(Data provided)

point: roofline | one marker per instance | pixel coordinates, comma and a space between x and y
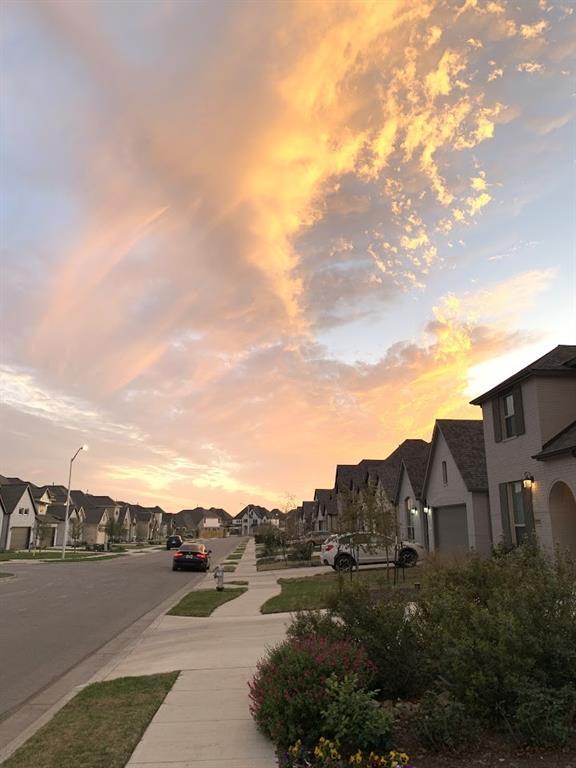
522, 375
571, 449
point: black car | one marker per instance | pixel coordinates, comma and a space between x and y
193, 556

(End Data provided)

Exercise aim: From the first line to the last, write out the data exactly, omitting any pictures.

Response below:
point: roofline | one marker per instance | pixel coordinates, comma and a space between x and y
522, 375
571, 449
point: black car | one marker per instance | pixel coordinates, comma and a space between x and y
193, 556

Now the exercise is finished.